To study the link between a high body mass index (BMI) in childhood and the occurrence of pediatric-onset multiple sclerosis (POMS) and to compare, within the MS population, the clinical-radiologic-biological characteristics, according to BMI.
A case-control study comparing BMI data of 60 patients with POMS (39 girls and 21 boys) at Bicêtre Hospital with that of 113 non-neurologic controls NNCs (68 girls and 45 boys) and 18,614 healthy controls HCs (9,271 girls and 9,343 boys) was performed. Crude BMI (cBMI), residual BMI (rBMI = measured BMI – expected BMI for age), z-score (rBMI/SD), and adult equivalent categories (International Obesity Task Force ≥25 = overweight, ≥30 = obese) were assessed.

--------------------------------

What you will do –
1. Please say whether each statement agrees with the study summary on childhood BMI and pediatric MS. Answer yes or no for each, quoting the deciding words exactly.
(a) The group of patients with POMS had more girls than boys.
(b) The healthy control group numbered fewer than 10,000 children.
(c) Residual BMI was calculated by subtracting the expected BMI for age from the measured BMI.
2. In the study summary on childhood BMI and pediatric MS, which International Obesity Task Force value defines the obese category?
3. Carry on the study summary on childhood BMI and pediatric MS, picking up after its final sentence.
The records have nothing to do with the study summary.

--------------------------------

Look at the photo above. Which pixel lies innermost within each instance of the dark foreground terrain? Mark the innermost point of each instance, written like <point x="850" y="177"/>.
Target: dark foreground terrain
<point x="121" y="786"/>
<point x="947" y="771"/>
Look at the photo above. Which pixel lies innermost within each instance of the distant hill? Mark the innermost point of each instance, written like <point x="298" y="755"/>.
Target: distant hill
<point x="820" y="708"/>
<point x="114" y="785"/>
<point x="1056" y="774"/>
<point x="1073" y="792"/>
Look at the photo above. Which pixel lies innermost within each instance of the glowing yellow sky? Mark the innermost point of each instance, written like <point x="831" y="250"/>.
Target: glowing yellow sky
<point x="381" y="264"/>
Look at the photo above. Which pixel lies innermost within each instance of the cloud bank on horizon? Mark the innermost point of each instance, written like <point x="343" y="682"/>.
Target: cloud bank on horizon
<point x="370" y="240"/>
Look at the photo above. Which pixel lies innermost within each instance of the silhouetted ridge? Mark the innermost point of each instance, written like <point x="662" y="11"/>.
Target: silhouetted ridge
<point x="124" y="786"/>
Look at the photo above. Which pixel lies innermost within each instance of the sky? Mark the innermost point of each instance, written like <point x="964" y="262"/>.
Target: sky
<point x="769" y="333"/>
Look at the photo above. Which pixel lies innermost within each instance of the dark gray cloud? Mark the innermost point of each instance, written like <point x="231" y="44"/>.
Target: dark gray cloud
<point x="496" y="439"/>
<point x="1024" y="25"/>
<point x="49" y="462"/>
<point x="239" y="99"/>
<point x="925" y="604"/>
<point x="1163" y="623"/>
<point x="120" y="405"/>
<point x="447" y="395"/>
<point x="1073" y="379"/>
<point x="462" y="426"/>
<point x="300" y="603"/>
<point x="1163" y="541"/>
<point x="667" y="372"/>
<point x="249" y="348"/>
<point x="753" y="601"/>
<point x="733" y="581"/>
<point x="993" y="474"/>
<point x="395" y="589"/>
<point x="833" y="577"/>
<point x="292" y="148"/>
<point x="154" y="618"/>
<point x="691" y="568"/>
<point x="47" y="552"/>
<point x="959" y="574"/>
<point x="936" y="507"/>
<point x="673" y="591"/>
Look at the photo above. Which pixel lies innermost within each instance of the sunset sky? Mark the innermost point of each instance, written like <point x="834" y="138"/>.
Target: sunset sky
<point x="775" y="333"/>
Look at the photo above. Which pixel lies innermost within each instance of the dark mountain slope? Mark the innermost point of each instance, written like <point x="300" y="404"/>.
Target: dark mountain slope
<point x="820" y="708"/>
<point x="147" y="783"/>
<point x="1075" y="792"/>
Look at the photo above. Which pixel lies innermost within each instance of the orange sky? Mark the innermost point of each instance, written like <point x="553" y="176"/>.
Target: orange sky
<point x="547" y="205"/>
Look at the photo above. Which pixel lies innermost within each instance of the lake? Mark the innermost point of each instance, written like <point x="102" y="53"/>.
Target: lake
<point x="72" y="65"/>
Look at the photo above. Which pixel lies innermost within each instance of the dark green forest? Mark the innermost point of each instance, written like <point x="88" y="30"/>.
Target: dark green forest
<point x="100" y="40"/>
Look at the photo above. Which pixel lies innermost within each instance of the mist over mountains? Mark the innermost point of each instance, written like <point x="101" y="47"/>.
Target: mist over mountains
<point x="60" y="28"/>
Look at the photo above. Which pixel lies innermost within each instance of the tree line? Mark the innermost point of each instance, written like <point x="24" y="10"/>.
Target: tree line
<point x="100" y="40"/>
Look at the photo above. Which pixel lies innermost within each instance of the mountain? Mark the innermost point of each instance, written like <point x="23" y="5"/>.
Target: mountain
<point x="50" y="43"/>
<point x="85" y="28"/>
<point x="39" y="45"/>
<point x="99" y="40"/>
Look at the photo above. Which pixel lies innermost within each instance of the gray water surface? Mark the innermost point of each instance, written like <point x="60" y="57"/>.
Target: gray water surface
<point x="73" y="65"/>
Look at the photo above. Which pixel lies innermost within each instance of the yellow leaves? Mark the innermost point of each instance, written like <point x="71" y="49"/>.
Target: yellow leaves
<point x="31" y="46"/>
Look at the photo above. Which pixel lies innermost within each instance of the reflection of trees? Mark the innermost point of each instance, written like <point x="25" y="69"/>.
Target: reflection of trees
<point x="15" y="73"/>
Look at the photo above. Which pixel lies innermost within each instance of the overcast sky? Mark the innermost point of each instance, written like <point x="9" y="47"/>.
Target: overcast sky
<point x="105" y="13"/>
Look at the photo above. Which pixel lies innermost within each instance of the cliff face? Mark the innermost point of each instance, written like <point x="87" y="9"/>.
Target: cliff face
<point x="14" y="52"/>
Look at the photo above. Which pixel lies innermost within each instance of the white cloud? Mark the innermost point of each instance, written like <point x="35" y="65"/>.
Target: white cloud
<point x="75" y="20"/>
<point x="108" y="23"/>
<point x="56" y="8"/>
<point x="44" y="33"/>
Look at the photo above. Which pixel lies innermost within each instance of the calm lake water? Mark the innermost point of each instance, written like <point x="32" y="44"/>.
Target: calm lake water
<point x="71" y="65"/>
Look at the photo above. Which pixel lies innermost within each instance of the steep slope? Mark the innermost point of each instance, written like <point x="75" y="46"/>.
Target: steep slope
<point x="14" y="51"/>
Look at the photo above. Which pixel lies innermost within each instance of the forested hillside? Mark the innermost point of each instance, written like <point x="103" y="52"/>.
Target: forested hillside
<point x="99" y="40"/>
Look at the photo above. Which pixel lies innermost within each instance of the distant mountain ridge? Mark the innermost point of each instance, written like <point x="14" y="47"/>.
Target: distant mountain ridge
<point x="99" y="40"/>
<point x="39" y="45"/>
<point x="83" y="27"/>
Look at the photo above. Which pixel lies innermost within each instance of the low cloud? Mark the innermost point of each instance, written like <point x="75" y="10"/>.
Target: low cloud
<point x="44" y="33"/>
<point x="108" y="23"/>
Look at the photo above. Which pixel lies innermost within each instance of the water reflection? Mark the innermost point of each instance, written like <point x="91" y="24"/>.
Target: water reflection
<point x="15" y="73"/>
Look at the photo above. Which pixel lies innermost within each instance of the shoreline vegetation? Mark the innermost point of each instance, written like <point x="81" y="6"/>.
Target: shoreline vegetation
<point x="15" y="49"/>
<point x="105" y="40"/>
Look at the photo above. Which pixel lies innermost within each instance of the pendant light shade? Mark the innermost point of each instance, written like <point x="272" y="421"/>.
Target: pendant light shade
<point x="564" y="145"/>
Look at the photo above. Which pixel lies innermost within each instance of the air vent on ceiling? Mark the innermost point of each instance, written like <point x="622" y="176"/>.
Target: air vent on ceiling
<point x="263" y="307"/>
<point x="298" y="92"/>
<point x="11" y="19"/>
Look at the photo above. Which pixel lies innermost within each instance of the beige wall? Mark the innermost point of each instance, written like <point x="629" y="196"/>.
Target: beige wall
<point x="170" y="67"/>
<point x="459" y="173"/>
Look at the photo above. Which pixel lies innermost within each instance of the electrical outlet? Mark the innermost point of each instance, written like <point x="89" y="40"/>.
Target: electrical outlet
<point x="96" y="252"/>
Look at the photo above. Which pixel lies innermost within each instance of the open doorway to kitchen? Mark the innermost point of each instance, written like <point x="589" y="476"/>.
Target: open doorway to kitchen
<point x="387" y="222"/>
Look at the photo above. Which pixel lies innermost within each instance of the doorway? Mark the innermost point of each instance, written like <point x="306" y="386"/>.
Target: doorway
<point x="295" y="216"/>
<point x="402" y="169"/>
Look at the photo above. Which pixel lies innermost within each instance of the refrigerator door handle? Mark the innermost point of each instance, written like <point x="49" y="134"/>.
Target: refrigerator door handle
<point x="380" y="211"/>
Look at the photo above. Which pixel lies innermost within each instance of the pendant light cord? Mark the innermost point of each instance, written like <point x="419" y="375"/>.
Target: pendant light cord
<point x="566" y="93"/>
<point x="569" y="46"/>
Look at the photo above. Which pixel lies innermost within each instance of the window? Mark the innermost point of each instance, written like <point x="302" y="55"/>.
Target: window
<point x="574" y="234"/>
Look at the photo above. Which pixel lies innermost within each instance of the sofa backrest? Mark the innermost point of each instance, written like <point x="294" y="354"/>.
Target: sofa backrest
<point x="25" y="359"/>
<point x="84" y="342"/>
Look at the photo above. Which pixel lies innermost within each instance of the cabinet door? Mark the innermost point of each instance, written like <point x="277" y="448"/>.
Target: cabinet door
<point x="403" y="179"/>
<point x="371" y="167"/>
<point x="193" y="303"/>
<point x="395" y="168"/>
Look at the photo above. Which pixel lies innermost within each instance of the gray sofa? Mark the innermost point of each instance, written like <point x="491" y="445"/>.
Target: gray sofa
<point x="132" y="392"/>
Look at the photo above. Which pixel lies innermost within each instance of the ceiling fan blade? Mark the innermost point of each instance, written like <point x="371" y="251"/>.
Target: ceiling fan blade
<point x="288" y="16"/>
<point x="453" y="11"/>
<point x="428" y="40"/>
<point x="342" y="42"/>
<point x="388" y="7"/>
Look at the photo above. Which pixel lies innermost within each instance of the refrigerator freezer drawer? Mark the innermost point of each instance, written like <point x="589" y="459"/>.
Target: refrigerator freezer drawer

--------------------------------

Response list –
1.
(a) Yes: "60 patients with POMS (39 girls and 21 boys)"
(b) No: "18,614 healthy controls HCs (9,271 girls and 9,343 boys)"
(c) Yes: "residual BMI (rBMI = measured BMI – expected BMI for age)"

2. An adult-equivalent BMI of 30 or higher (≥30) counts as obese.

3.
In boys, cBMI and rBMI were significantly higher in patients with POMS compared with NNCs (cBMI: +2.9; rBMI: +2.95, p < 0.01) and HCs (cBMI: +2.04, p < 0.01). In girls, cBMI or rBMI did not differ between POMS and NNCs patients (cBMI p = 0.4; rBMI p = 0.44) but with HCs (cBMI +0.99, p < 0.01). CSF inflammatory markers increased with BMI in prepubertal patients (p < 0.01), whereas vitamin D level at diagnosis was lower in boys with higher BMI (p = 0.016). Increased BMI was not associated with clinical and radiologic disease characteristics.
Overweight and obesity are more frequently observed at diagnosis, particularly in boys with POMS compared with non-neurologic controls and French HCs. Moreover, BMI is related to initial inflammation in the CSF in prepubertal patients with POMS suggesting an interaction between excess body fat, sexual hormones, and POMS occurrence.